THE REQUEST: Rewrite the records from the start through the line with "80 229 L 148", inclusive. Change "straight edges" to "straight segments" and keep everything else the same.

(Rows from a segmentation dataset)
========
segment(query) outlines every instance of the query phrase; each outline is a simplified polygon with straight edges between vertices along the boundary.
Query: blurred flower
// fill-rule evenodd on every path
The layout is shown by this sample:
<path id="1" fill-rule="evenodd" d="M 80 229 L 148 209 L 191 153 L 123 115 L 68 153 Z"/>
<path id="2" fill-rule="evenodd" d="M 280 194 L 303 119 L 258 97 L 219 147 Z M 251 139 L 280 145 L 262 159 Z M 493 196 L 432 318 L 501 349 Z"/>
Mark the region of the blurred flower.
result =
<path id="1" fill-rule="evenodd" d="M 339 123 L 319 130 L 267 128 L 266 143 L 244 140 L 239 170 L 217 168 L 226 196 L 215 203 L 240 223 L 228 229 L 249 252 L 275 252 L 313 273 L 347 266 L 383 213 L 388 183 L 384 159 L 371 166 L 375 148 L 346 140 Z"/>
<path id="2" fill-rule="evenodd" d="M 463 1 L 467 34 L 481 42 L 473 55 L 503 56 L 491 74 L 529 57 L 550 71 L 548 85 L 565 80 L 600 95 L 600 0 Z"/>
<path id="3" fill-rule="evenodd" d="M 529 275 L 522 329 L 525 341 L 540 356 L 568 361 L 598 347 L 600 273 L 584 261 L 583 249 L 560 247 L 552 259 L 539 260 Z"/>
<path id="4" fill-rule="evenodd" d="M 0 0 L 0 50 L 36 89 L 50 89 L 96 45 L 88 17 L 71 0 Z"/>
========
EXERCISE RESULT:
segment(query) outlines every instance of the query phrase; each outline is a simplified polygon with straight segments between vertices along the boundary.
Query: blurred flower
// fill-rule evenodd on every path
The layout is shown by this sample:
<path id="1" fill-rule="evenodd" d="M 80 229 L 148 209 L 191 153 L 123 115 L 68 153 Z"/>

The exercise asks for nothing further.